--- Supplied records ---
>>>

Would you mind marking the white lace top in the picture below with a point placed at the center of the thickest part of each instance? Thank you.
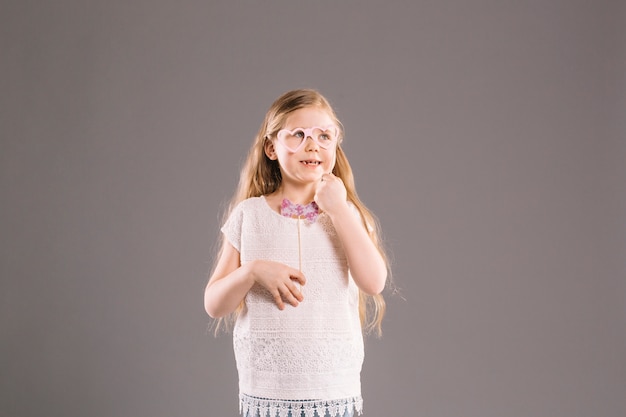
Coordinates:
(310, 356)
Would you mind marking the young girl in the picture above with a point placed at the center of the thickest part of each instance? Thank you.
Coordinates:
(300, 270)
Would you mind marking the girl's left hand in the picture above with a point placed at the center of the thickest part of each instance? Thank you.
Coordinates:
(330, 194)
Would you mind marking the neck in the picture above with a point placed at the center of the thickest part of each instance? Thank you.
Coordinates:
(299, 195)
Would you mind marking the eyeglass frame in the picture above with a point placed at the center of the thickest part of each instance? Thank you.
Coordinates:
(308, 133)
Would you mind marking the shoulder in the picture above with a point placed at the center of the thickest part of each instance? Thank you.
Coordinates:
(252, 203)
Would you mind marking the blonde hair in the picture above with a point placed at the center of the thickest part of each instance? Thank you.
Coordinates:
(261, 176)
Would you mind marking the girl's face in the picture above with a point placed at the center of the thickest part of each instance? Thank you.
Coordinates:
(305, 162)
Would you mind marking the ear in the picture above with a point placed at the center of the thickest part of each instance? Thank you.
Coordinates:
(269, 150)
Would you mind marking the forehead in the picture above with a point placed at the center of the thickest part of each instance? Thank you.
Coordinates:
(308, 117)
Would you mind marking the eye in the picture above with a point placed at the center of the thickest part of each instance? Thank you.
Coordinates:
(298, 133)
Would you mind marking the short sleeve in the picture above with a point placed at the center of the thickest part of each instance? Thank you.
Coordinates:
(232, 227)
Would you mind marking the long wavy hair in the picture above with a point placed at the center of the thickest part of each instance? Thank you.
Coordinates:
(261, 176)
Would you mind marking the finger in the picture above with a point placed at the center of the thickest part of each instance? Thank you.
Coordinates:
(295, 291)
(289, 296)
(297, 275)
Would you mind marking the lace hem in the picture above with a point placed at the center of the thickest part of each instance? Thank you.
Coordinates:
(252, 406)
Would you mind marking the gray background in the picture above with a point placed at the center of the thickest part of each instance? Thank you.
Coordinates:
(488, 136)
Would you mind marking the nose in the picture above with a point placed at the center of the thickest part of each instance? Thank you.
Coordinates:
(310, 144)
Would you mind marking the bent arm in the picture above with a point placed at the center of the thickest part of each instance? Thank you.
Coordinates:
(228, 285)
(367, 265)
(231, 281)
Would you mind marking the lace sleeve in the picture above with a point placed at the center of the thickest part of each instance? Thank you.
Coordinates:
(232, 227)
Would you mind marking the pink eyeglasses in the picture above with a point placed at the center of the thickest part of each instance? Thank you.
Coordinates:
(295, 139)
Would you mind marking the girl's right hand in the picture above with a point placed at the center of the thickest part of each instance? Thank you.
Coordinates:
(280, 280)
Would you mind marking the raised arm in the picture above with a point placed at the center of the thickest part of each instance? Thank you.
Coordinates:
(367, 266)
(230, 282)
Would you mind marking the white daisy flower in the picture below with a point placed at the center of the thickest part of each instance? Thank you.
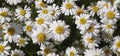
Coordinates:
(83, 21)
(4, 49)
(21, 42)
(59, 31)
(52, 54)
(68, 8)
(13, 2)
(39, 4)
(94, 52)
(49, 1)
(23, 14)
(46, 49)
(54, 11)
(117, 4)
(71, 51)
(93, 29)
(102, 4)
(44, 12)
(17, 52)
(108, 37)
(42, 22)
(110, 15)
(79, 11)
(12, 30)
(40, 35)
(4, 13)
(107, 51)
(90, 41)
(108, 28)
(116, 44)
(28, 27)
(93, 9)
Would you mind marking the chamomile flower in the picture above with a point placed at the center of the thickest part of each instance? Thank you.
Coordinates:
(17, 52)
(46, 49)
(83, 21)
(94, 52)
(39, 4)
(13, 2)
(42, 22)
(54, 11)
(115, 46)
(117, 4)
(93, 9)
(102, 4)
(49, 1)
(4, 49)
(108, 37)
(44, 12)
(21, 42)
(110, 15)
(40, 35)
(71, 51)
(12, 30)
(90, 41)
(108, 28)
(23, 14)
(28, 27)
(68, 8)
(4, 13)
(93, 29)
(107, 51)
(79, 11)
(52, 54)
(59, 31)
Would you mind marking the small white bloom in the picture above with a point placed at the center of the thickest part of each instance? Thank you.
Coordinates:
(68, 8)
(23, 14)
(59, 31)
(17, 52)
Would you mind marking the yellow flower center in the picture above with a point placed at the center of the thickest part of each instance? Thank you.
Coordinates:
(60, 29)
(110, 15)
(11, 31)
(95, 55)
(68, 5)
(95, 8)
(15, 54)
(46, 51)
(112, 2)
(81, 46)
(1, 48)
(42, 4)
(108, 26)
(90, 40)
(44, 11)
(41, 37)
(91, 28)
(22, 12)
(72, 53)
(79, 11)
(4, 14)
(40, 21)
(1, 27)
(52, 13)
(107, 52)
(82, 21)
(117, 44)
(21, 41)
(105, 5)
(28, 28)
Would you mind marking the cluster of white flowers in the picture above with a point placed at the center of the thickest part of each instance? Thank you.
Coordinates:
(40, 23)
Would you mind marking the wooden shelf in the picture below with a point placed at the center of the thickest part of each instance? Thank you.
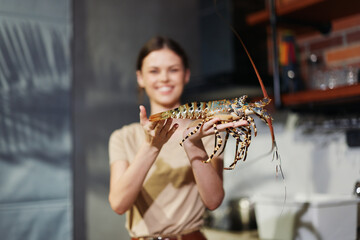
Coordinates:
(338, 94)
(308, 11)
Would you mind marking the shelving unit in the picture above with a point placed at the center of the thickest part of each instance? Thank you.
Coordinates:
(305, 16)
(308, 11)
(339, 94)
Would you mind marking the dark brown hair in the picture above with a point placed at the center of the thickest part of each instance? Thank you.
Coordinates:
(157, 43)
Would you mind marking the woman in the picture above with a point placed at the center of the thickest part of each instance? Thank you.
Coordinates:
(163, 189)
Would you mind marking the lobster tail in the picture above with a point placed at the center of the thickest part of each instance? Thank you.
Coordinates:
(159, 116)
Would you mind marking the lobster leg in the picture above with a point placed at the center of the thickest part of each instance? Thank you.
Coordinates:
(218, 143)
(193, 132)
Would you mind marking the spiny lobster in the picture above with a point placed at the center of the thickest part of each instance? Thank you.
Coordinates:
(227, 111)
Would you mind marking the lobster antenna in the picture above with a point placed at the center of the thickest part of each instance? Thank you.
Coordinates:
(254, 67)
(274, 145)
(243, 45)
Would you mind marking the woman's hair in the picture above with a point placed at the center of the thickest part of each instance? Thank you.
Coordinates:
(157, 43)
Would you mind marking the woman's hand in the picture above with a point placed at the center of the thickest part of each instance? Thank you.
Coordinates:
(157, 133)
(208, 128)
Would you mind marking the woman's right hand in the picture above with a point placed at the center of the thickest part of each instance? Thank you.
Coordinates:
(156, 133)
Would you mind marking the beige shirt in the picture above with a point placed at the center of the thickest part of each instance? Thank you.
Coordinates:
(169, 202)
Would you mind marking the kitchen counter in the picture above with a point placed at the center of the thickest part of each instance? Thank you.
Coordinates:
(215, 234)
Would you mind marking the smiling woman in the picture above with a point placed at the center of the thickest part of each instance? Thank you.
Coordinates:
(163, 189)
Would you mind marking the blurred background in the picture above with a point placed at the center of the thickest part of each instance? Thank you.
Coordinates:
(67, 80)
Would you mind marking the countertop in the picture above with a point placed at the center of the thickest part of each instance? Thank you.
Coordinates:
(215, 234)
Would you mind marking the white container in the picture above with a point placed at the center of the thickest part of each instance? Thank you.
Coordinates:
(324, 217)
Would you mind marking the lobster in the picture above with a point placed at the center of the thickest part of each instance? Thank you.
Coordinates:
(227, 111)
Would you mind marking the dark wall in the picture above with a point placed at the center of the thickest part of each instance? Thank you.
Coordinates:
(35, 120)
(107, 37)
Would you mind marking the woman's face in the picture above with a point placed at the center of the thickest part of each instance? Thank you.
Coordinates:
(163, 76)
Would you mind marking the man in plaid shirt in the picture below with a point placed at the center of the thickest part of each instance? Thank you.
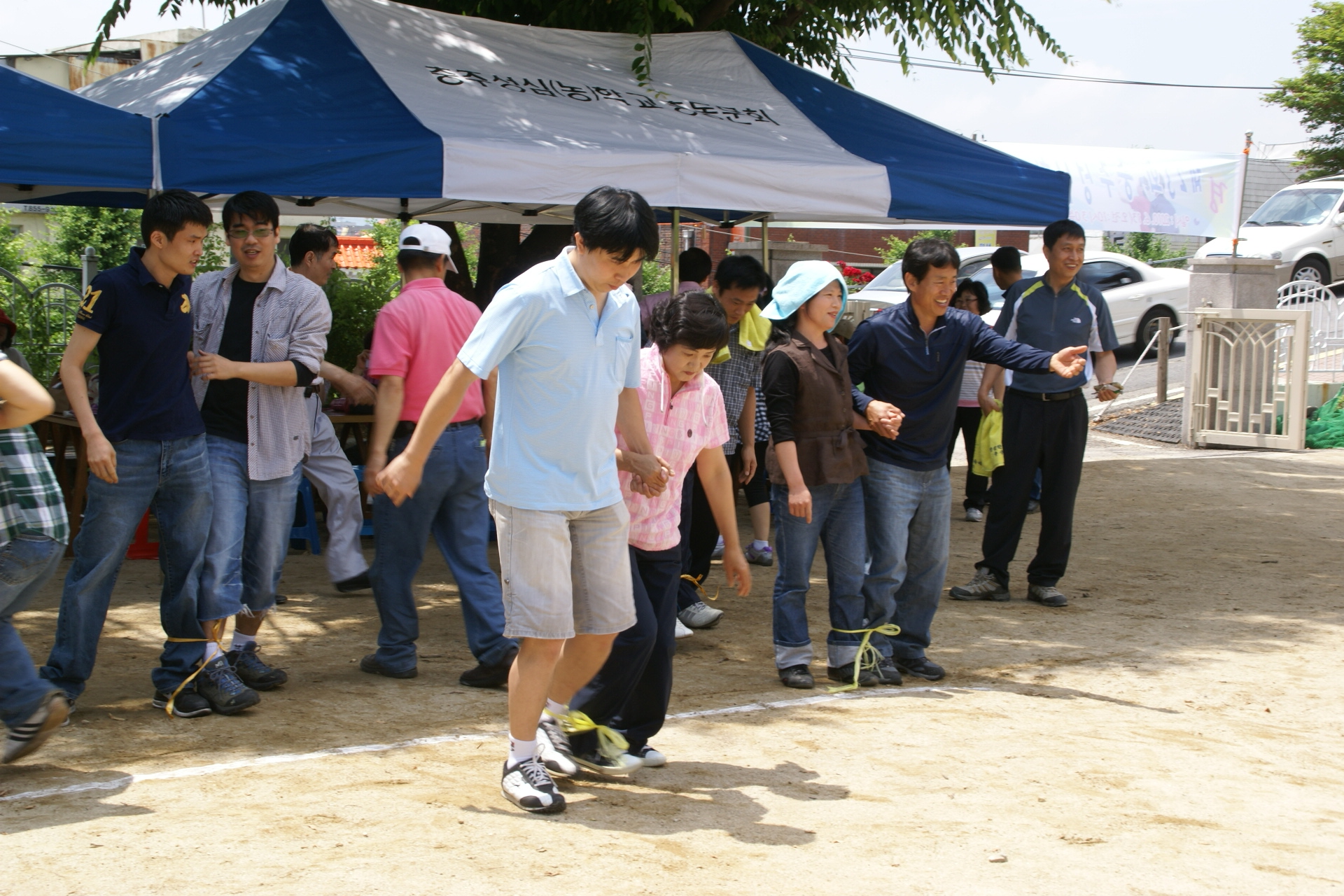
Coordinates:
(33, 538)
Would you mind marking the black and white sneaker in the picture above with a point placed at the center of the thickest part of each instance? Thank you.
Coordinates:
(34, 731)
(187, 706)
(553, 747)
(528, 786)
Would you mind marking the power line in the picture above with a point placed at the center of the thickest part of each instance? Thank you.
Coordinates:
(876, 55)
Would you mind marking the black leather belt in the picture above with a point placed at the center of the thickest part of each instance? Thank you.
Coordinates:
(405, 428)
(1047, 397)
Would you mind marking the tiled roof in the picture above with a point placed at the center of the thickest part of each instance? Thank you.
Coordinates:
(358, 251)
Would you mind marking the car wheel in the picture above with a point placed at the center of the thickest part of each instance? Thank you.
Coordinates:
(1313, 270)
(1148, 328)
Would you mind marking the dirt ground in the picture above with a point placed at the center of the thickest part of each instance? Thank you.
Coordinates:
(1176, 729)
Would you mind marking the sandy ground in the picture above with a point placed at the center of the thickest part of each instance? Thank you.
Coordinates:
(1177, 729)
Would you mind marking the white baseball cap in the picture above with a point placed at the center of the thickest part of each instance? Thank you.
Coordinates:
(428, 238)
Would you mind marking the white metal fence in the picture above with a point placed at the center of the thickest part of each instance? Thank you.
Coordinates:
(1327, 328)
(1250, 377)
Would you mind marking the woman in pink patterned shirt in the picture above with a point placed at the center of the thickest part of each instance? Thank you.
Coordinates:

<<<

Retype nothing except the lines from the line holding "Would you mind marking the dirt" through the last line of the entries, both included.

--- Response to the exercise ---
Would you mind marking the dirt ground in the picture above with a point placed at the center of the thickest part of each instance? Thank you.
Coordinates:
(1176, 729)
Would you mind marking the sandy ground in the picture above with a point placed at the center of the thickest part of each instance? Thank you.
Coordinates:
(1177, 729)
Would you mind marking the white baseball cap in the picture above with a point placed at the center of the thickest part of each instance? Thank you.
Coordinates:
(428, 238)
Would you mind marking the white metal fence in the picture above with a point placed at the center of the thickest part of each instance? Thank you.
Coordinates:
(1327, 328)
(1250, 377)
Would you mind marking the woman in pink patterned shirt in the picture above with a point placed at the center of the thickest part of each instance? Thank you.
Coordinates:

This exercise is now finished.